While there are options ranging from after school programs to independent tutors to “homework mills”, an alternative educational placement allows for a more sophisticated, targeted intervention personalized to the student’s needs.

Course Remediation & Replacement
A high school student who fails or misses a required course must remediate the course in order to graduate. Options include re-enrollment, summer school, an online course, or an alternative educational placement. Re-enrollment, summer school, and online coursework might work for independent students, but the majority of students requiring course remediation and replacement are not independent students. These mainstream options ignore the variables of learning differences and instructional level. Re-enrollment, moreover, returns a student to the same course with the same obstacles to success further compounded by the social anxiety of being, for example, a sophomore in a freshman class.

An alternative educational placement can account for learning differences, and establish instructional level to ensure success. In such a setting, the student recovers skills and confidence, not just academic credit. Flexible scheduling minimizes the disruption in the student’s program. A student needing to retake courses could do so during or after school, and does not need to wait until the end of the quarter, semester, or academic year. Programs often start at any point during the calendar year. A student who wants to improve a low passing grade can do so at some alternative schools.

Learning Issues
A student with learning differences, might have trouble processing information or applying basic skills such as computation, writing, and reading in the classroom. If the differences are significant, common accommodations might prove insufficient to address the student’s needs. Such a student underperforms because of poorly differentiated or inappropriate instruction, and becomes frustrated or disengaged. The end result is the same for the gifted student bored by repetition and deliberate instruction. Both students need an opportunity to study at their respective instructional levels. Effective personalization for some students might occur in a small classroom of peers, but optimal personalization necessitates one-to-one instruction.

(Natural-language descriptions of regions)
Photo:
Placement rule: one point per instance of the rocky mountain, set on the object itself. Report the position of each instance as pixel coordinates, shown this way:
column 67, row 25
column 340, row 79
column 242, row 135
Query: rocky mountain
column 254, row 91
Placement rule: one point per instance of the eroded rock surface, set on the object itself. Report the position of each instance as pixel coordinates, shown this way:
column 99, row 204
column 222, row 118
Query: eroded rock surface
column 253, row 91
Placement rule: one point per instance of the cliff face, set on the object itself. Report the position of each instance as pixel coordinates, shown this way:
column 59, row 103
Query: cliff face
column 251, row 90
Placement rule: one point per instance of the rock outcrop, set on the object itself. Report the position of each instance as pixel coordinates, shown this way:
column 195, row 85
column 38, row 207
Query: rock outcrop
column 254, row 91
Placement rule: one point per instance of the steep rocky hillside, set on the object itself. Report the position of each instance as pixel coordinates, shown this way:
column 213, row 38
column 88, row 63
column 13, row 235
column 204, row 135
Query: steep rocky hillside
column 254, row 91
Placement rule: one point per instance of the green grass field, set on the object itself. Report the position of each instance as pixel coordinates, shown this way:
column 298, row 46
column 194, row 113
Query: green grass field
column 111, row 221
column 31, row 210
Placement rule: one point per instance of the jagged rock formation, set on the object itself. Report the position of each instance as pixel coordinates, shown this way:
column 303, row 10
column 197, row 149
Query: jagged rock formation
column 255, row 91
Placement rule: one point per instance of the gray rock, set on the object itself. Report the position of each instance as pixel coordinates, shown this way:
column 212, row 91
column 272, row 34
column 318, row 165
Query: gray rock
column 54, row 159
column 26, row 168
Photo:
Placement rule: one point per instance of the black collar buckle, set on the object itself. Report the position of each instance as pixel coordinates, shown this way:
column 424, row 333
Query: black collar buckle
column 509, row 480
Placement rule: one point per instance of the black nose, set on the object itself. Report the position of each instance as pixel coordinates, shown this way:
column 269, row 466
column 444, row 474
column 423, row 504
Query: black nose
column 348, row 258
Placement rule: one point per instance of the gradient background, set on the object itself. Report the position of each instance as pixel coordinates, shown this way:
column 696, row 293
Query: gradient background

Set of tasks →
**a.** According to the passage on alternative educational placements, what must a high school student who fails or misses a required course do in order to graduate?
**b.** Resume the passage on alternative educational placements from the point where it stops.
The items have no connection to the passage on alternative educational placements.

Per-task answers →
**a.** The student must remediate the course.

**b.**
Psychological, Behavioral and Medical Issues
In addition to learning differences, students suffer from a variety of psychological, behavioral, and medical issues. A student plagued by anxiety and depression will hardly achieve at capacity in a traditional setting. Indeed, such a student’s difficulties grow more acute in an environment that focuses the majority of its emphasis on socialization. Placing the student in a one-to-one or small group setting can ameliorate many social and academic complications. A student who has difficulty self-regulating and interacting with peers will be distracted or even overwhelmed by non-academic issues at school. Depending on severity, students might require anything from a one-to-one placement to a highly structured facility equipped for any number of behavioral contingencies. Various medical conditions render school unfeasible or uncomfortable at best for some students. Such students should have access to flexible scheduling and possibly on-site medical services.

Intensive Extracurricular Activity
Athletes, performers, and other individuals with demanding extracurriculars require flexible scheduling to balance the rigors of training and competition or performance with academics. A one-to-one alternative educational placement allows such students the freedom to excel in both spheres, without sacrificing the integrity of either.